◆ Problem
Return the stretch of the hollow mouth snaffle bit thread from "Metalab ss Eggbutt" through "lighter weight. IDK.", copied word for word.

# What is the purpose of a hollow mouth snaffle bit?



## HorseLover1208 (Apr 18, 2009)

This is the type of but I'm talking about:

Metalab ss Eggbutt Hollow Jointed Mouth Bithttp://www.scruggsfarm.com/Partrade-Metalab-Stainless-Steel-Eggbutt-Snaffle-Bit-255960.html

What type of horse would this bit benefit? How would you introduce a horse to this bit? What are the pro's and con's of this bit? I have been a western rider for the past 15 years of my life but have fallen in love with dressage! I bought a used dressage bridal for my dressage trained Friesian and this bit came with it. I don't plan on using it but am really curious about the how and whys of this bit. Thanks


----------



## smrobs (Jul 30, 2008)

As I am a western rider too, I honestly don't know. I would venture a guess though that it is just like a regular eggbutt snaffle and maybe it is hollow so that it is a lighter weight. IDK.


----------



## HorseLover1208 (Apr 18, 2009)

Well, the thing is on this one the bars are about 1 inch thick at the corners of the mouth and go down to about 1/2 inch in the middle... kind of threw me off .


----------



## SouthernTrails (Dec 19, 2008)

My understanding on Hollow bits like that is they are larger in diameter, therefor more gentle for the mouth, plus lighter.

If you Horse becomes use to the hollow bit and need more control, then the next step would be the smaller diameter solid bit which is heavier and harsher due to its smaller diameter.

.


----------



## Jessabel (Mar 19, 2009)

Hollow mouths have thicker mouthpieces, so they're more gentle than a regular jointed snaffle. I used to use one on Victor, but he didn't respect it at all. Those are for really well behaved, soft-mouthed horses.


----------



## NorthernMama (Mar 12, 2008)

I use a hollow-snaffle on my 14.5h OTSB. She works well with it. She was trained on a straight bit, I tried that, then the hollow, then a french link... went back to the hollow and have been using that for over a year now.

She's certainly not a highly trained horse, but this bit is all she needs. Sometimes she chooses not to listen to it, but that doesn't mean she needs a harsher bit -- just more training (not enough hours in the day - sigh).


----------



## EternalSun (Mar 29, 2009)

Hollow bit's are like pacifiers for larger mouthed horses - they're more comfortable and milder than a thinner bit because they distribute pressure more evenly. They're hollow so you can get the width without the weight. They're used commonly on racehorses and finished dressage horses.


----------



## JustDressageIt (Oct 4, 2007)

When you want a thicker mouthpiece without adding a lot of weight to the bit.


----------



## NorthernMama (Mar 12, 2008)

◆ Entries supplied
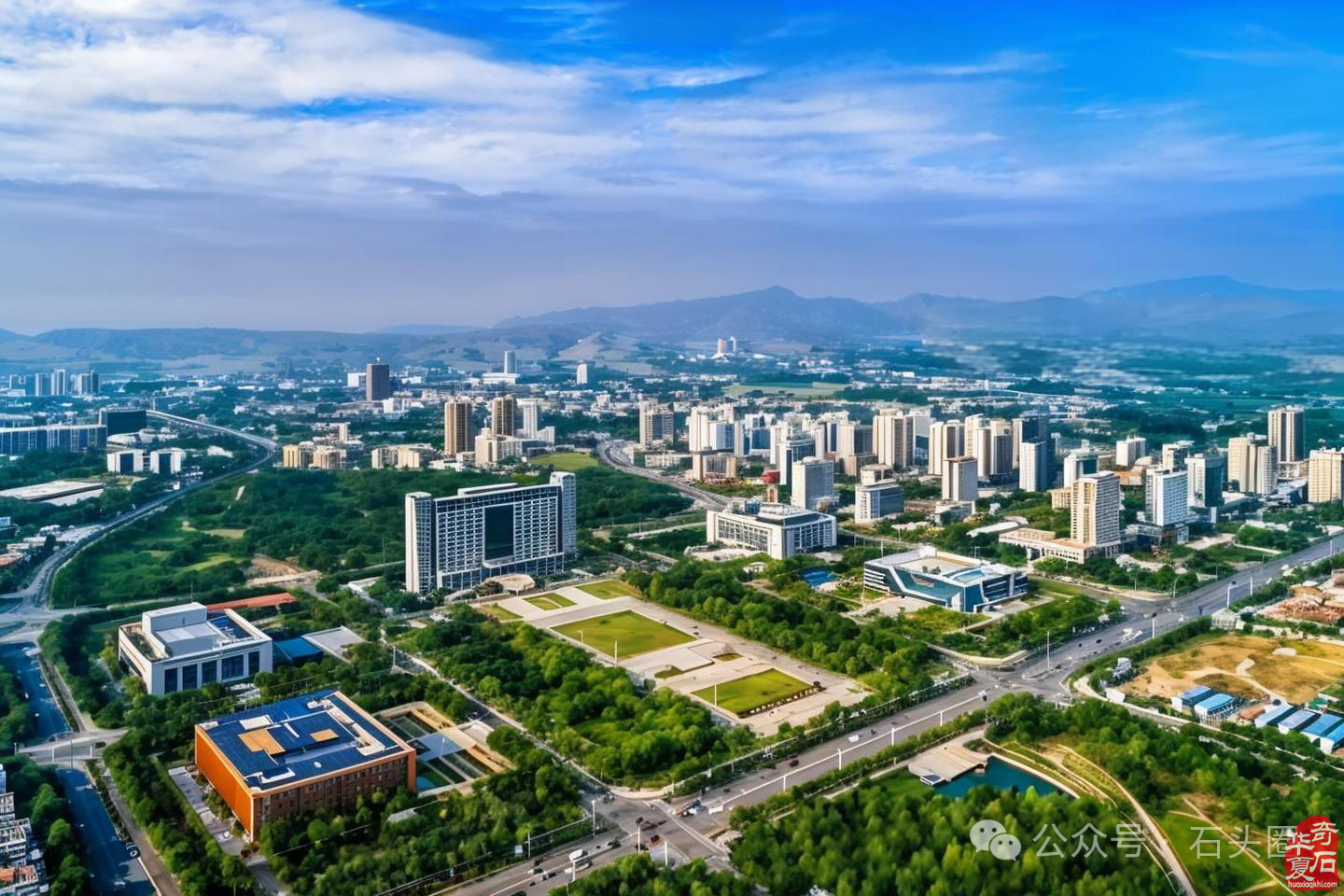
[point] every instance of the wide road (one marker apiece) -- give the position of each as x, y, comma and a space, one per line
1046, 678
112, 867
21, 660
34, 595
617, 455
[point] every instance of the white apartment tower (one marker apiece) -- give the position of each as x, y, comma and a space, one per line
1286, 433
946, 440
1167, 497
1325, 479
894, 438
812, 483
1094, 510
959, 480
1129, 450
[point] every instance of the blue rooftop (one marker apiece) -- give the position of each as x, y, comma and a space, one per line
300, 737
1335, 734
1323, 724
296, 649
1215, 702
1297, 721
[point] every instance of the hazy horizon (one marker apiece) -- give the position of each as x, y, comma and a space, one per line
353, 167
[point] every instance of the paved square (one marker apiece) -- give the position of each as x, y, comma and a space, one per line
623, 635
741, 696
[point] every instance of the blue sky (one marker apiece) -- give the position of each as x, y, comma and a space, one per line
299, 162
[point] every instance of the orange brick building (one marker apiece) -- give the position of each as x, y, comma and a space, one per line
316, 751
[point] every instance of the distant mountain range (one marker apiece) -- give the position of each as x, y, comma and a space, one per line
1199, 309
1193, 309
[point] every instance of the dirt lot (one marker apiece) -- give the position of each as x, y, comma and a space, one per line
1249, 666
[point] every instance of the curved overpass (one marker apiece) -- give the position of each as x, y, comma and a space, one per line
34, 595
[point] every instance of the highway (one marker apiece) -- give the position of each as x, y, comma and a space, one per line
617, 455
21, 660
693, 835
112, 861
115, 871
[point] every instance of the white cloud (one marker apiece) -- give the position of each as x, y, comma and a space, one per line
247, 95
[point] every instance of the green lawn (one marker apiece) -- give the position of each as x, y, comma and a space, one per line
1224, 875
550, 601
567, 461
609, 589
746, 693
625, 632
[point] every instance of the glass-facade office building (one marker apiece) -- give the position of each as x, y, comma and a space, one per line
455, 543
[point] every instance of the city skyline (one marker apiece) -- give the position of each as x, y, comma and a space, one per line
202, 161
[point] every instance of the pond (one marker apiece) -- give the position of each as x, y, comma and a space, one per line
998, 774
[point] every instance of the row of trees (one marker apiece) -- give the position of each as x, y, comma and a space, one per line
590, 712
38, 798
878, 651
1245, 778
898, 837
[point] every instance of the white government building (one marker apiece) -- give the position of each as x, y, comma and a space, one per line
189, 647
777, 529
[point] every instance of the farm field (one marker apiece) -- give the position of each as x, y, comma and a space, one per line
626, 632
749, 692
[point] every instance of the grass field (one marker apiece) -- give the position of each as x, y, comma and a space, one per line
609, 589
550, 601
1234, 875
626, 632
746, 693
567, 461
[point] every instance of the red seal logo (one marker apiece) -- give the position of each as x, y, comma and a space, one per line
1312, 853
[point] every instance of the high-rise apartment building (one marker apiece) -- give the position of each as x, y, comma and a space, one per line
1094, 510
894, 438
458, 431
1032, 427
1127, 450
946, 440
1325, 479
503, 415
1207, 479
1286, 434
458, 541
793, 449
1175, 455
854, 440
1167, 497
1253, 465
812, 483
378, 382
530, 416
959, 479
656, 425
1034, 469
1080, 464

◆ Task response
Metalab ss Eggbutt Hollow Jointed Mouth Bithttp://www.scruggsfarm.com/Partrade-Metalab-Stainless-Steel-Eggbutt-Snaffle-Bit-255960.html

What type of horse would this bit benefit? How would you introduce a horse to this bit? What are the pro's and con's of this bit? I have been a western rider for the past 15 years of my life but have fallen in love with dressage! I bought a used dressage bridal for my dressage trained Friesian and this bit came with it. I don't plan on using it but am really curious about the how and whys of this bit. Thanks


----------



## smrobs (Jul 30, 2008)

As I am a western rider too, I honestly don't know. I would venture a guess though that it is just like a regular eggbutt snaffle and maybe it is hollow so that it is a lighter weight. IDK.